* Start MATERIAL TO PROCESS *

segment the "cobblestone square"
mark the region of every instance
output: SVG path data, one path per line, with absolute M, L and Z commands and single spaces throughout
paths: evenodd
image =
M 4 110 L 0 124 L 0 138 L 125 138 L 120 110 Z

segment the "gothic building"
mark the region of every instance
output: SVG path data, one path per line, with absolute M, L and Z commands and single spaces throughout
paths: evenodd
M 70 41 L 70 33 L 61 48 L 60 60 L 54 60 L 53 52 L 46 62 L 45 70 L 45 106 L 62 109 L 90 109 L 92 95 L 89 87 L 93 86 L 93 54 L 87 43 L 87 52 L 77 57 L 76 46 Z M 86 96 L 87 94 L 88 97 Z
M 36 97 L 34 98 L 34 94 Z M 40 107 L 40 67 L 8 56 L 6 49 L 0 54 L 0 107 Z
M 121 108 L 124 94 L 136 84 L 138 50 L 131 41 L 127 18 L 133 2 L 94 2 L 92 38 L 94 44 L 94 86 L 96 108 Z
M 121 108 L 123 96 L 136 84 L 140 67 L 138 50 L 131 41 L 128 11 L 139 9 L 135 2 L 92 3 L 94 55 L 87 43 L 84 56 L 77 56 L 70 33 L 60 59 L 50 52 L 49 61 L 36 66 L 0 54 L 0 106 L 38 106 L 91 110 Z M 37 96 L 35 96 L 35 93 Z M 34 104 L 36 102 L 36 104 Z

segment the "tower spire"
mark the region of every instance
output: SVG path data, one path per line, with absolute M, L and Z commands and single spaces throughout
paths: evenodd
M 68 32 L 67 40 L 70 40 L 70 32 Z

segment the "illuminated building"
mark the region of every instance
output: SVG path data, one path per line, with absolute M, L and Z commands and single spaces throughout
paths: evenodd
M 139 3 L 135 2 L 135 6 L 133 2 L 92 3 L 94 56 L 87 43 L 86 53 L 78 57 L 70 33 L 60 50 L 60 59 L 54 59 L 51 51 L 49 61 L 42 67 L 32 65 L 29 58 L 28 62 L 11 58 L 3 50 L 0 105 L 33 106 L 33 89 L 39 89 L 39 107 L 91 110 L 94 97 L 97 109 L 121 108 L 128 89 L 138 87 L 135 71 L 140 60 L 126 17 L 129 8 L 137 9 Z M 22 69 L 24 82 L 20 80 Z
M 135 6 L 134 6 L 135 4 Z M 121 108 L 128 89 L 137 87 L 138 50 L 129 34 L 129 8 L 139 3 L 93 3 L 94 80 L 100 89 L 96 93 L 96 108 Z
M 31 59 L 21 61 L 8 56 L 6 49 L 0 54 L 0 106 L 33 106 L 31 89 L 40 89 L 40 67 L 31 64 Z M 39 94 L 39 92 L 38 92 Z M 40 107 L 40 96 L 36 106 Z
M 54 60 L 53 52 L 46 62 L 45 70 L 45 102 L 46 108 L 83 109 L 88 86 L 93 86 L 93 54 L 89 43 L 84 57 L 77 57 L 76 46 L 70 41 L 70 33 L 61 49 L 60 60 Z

* End MATERIAL TO PROCESS *

TASK TO CARRY OUT: Rewrite all the records above, swapping "region" for "area" wherever it occurs and leaving everything else unchanged.

FULL ANSWER:
segment the "cobblestone square"
mark the area of every instance
output: SVG path data, one path per line, with absolute M, L and Z commands and single spaces throughout
paths: evenodd
image =
M 4 110 L 0 124 L 0 138 L 125 138 L 120 110 Z

segment the "gothic building"
mark the area of every instance
output: SVG path data, one path per line, with absolute M, L and Z commands and single spaces throughout
paths: evenodd
M 70 41 L 70 33 L 61 48 L 60 60 L 54 60 L 53 52 L 46 62 L 45 70 L 45 106 L 62 109 L 90 109 L 92 95 L 89 87 L 93 86 L 93 54 L 87 43 L 87 52 L 77 57 L 76 46 Z M 86 96 L 87 94 L 88 97 Z
M 36 97 L 34 98 L 34 94 Z M 40 107 L 40 67 L 8 56 L 6 49 L 0 54 L 0 107 Z
M 121 108 L 124 94 L 136 84 L 138 50 L 131 41 L 127 18 L 133 2 L 94 2 L 92 38 L 94 44 L 94 86 L 96 108 Z
M 121 108 L 123 96 L 136 84 L 140 67 L 138 50 L 131 41 L 128 11 L 139 9 L 135 2 L 92 3 L 94 55 L 87 43 L 84 56 L 77 56 L 70 33 L 60 59 L 50 52 L 49 61 L 36 66 L 0 54 L 0 106 L 38 106 L 91 110 Z M 37 96 L 35 96 L 35 93 Z M 34 104 L 36 102 L 36 104 Z

segment the "tower spire"
mark the area of every instance
output: SVG path data, one path per line, with absolute M, L and Z commands and single spaces throughout
paths: evenodd
M 68 32 L 67 40 L 70 40 L 70 32 Z

segment the "illuminated building"
mark the area of every instance
output: SVG path data, one path per line, with absolute M, L and Z commands and single spaces throughout
paths: evenodd
M 139 3 L 135 2 L 135 6 L 133 2 L 92 3 L 94 56 L 87 43 L 86 53 L 78 57 L 70 33 L 60 50 L 60 59 L 54 59 L 51 51 L 49 61 L 42 67 L 32 65 L 29 58 L 28 62 L 11 58 L 3 50 L 0 105 L 33 106 L 33 89 L 39 89 L 39 107 L 91 110 L 94 97 L 97 109 L 121 108 L 128 89 L 138 87 L 135 71 L 140 60 L 126 17 L 129 8 L 137 9 Z M 22 69 L 24 82 L 20 80 Z
M 135 6 L 134 6 L 135 4 Z M 121 108 L 128 89 L 137 87 L 138 50 L 129 34 L 129 8 L 139 3 L 93 3 L 94 80 L 100 89 L 96 93 L 96 108 Z
M 31 59 L 21 61 L 8 56 L 6 49 L 0 54 L 0 106 L 33 106 L 31 89 L 40 89 L 40 67 L 31 64 Z M 39 94 L 39 92 L 38 92 Z M 40 107 L 40 96 L 36 106 Z
M 54 60 L 53 52 L 46 62 L 45 70 L 45 102 L 46 108 L 83 109 L 88 86 L 93 86 L 93 54 L 89 43 L 84 57 L 77 57 L 76 46 L 70 41 L 70 33 L 61 49 L 60 60 Z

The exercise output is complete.